About this exercise :: Each line below with the word "daisy" needs to be copied.

Data for review ::
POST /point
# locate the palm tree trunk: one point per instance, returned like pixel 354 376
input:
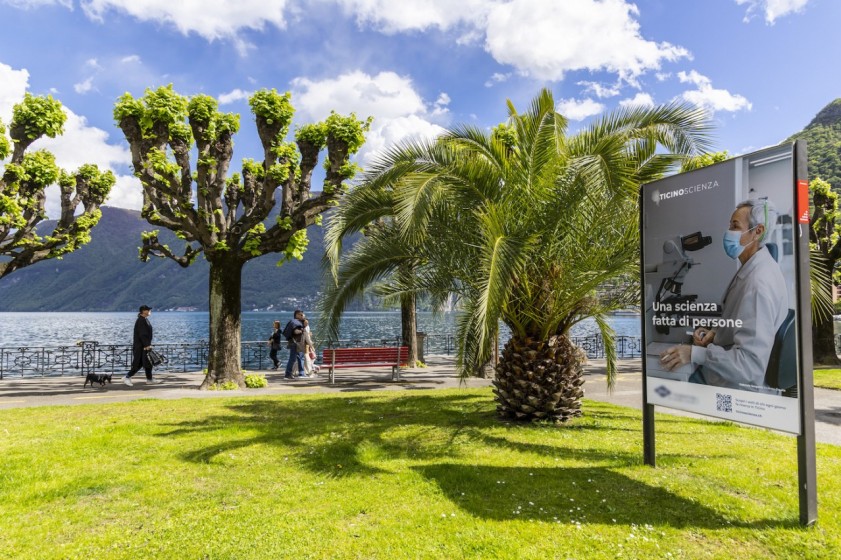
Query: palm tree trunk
pixel 539 380
pixel 408 326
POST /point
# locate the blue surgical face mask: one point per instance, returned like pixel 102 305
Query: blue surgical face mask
pixel 732 243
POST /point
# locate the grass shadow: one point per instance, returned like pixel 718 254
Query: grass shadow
pixel 573 495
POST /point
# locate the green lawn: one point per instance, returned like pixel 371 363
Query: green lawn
pixel 411 474
pixel 828 378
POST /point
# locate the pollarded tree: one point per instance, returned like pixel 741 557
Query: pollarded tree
pixel 225 217
pixel 25 178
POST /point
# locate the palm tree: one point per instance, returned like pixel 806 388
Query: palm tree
pixel 524 224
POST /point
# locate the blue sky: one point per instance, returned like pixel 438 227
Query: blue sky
pixel 762 68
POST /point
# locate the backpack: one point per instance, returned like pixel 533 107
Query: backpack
pixel 289 331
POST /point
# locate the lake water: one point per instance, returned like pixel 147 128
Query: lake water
pixel 65 329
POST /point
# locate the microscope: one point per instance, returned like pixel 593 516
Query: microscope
pixel 669 301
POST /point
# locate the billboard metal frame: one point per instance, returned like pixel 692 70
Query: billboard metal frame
pixel 806 457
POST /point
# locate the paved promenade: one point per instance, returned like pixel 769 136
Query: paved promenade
pixel 440 373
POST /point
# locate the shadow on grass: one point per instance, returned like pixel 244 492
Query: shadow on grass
pixel 331 436
pixel 570 495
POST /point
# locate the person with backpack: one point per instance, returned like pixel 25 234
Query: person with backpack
pixel 274 344
pixel 293 332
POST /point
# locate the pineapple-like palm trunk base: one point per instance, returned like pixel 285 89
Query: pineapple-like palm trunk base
pixel 539 380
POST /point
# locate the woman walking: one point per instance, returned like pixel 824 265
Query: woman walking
pixel 274 343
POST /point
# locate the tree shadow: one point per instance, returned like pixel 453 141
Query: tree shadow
pixel 417 427
pixel 574 495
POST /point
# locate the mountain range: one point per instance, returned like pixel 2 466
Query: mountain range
pixel 107 275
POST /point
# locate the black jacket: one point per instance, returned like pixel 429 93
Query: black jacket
pixel 142 332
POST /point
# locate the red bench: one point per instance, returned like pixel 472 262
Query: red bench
pixel 389 356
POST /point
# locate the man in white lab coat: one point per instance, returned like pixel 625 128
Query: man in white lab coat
pixel 754 306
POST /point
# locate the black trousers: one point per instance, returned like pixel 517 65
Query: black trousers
pixel 139 360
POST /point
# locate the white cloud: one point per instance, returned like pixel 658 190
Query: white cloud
pixel 211 19
pixel 27 4
pixel 399 111
pixel 13 84
pixel 546 39
pixel 389 16
pixel 497 78
pixel 82 144
pixel 79 144
pixel 600 90
pixel 708 97
pixel 386 95
pixel 639 100
pixel 84 87
pixel 234 96
pixel 578 110
pixel 543 39
pixel 772 9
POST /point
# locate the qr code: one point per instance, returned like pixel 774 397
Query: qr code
pixel 724 403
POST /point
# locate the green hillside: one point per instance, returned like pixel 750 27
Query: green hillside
pixel 106 275
pixel 823 137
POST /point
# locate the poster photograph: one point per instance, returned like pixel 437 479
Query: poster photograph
pixel 719 290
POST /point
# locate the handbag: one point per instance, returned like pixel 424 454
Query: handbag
pixel 155 358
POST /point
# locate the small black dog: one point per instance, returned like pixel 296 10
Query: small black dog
pixel 100 378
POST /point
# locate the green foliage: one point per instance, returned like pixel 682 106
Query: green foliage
pixel 315 134
pixel 39 170
pixel 703 160
pixel 273 107
pixel 256 381
pixel 296 247
pixel 99 184
pixel 226 386
pixel 39 116
pixel 823 136
pixel 254 168
pixel 505 134
pixel 524 234
pixel 348 129
pixel 5 147
pixel 163 107
pixel 180 132
pixel 253 240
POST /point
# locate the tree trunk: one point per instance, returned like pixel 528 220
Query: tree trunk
pixel 408 326
pixel 539 380
pixel 823 342
pixel 224 359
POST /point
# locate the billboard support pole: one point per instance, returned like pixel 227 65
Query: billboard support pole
pixel 648 442
pixel 806 460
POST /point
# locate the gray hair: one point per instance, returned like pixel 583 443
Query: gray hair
pixel 762 211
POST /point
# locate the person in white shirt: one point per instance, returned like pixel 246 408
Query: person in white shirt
pixel 755 305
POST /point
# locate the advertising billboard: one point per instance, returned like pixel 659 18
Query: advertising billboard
pixel 720 290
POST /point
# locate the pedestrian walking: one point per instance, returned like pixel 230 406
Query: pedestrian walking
pixel 293 332
pixel 274 343
pixel 141 344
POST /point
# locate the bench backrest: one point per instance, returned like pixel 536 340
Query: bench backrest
pixel 385 355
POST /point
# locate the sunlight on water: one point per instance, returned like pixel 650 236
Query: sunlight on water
pixel 65 329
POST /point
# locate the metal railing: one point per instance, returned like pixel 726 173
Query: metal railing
pixel 90 356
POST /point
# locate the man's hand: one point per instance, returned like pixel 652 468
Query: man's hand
pixel 703 337
pixel 676 356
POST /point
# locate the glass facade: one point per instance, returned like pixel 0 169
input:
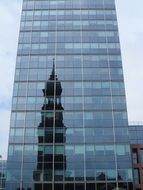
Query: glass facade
pixel 2 174
pixel 136 140
pixel 69 126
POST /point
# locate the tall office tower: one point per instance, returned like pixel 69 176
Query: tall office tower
pixel 69 127
pixel 2 174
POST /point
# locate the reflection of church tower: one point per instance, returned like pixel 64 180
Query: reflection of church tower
pixel 51 162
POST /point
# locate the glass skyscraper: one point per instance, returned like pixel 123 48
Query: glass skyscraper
pixel 69 126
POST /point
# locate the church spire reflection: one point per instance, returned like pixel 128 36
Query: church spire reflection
pixel 51 160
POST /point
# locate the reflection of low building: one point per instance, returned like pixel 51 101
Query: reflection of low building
pixel 136 140
pixel 51 161
pixel 2 174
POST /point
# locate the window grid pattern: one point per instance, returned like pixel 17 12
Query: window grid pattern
pixel 69 127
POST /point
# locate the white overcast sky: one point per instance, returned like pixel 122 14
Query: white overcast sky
pixel 130 19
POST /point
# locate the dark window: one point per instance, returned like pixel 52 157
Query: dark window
pixel 69 186
pixel 90 186
pixel 58 187
pixel 47 186
pixel 79 186
pixel 135 155
pixel 136 176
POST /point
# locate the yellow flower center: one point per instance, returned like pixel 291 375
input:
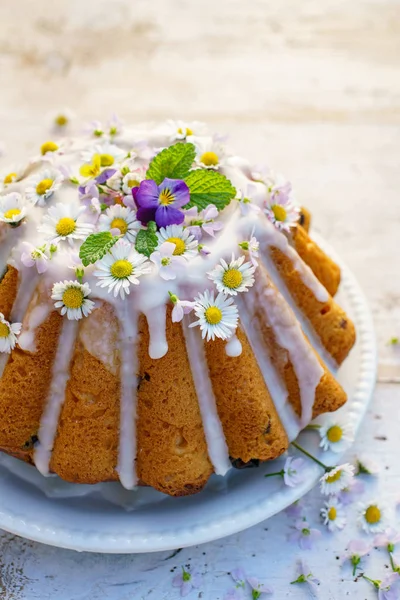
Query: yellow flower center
pixel 13 212
pixel 188 131
pixel 372 515
pixel 106 160
pixel 48 147
pixel 65 226
pixel 232 278
pixel 280 212
pixel 213 315
pixel 166 197
pixel 179 245
pixel 332 513
pixel 334 477
pixel 4 330
pixel 9 178
pixel 121 269
pixel 334 434
pixel 61 120
pixel 73 298
pixel 120 224
pixel 210 159
pixel 43 186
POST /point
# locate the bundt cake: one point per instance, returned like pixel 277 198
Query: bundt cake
pixel 164 314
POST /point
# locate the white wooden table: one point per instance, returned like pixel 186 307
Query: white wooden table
pixel 314 87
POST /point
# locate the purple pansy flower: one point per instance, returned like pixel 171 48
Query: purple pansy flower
pixel 187 581
pixel 161 203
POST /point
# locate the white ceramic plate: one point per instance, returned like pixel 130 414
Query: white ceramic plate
pixel 106 518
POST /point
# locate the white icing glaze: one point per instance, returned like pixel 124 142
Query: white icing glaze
pixel 217 448
pixel 56 397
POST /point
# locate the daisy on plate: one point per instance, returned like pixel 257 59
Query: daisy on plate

Exercise output ::
# locate the daisy on plate: one point per instance, returned like pixel 257 59
Query: daisy on plate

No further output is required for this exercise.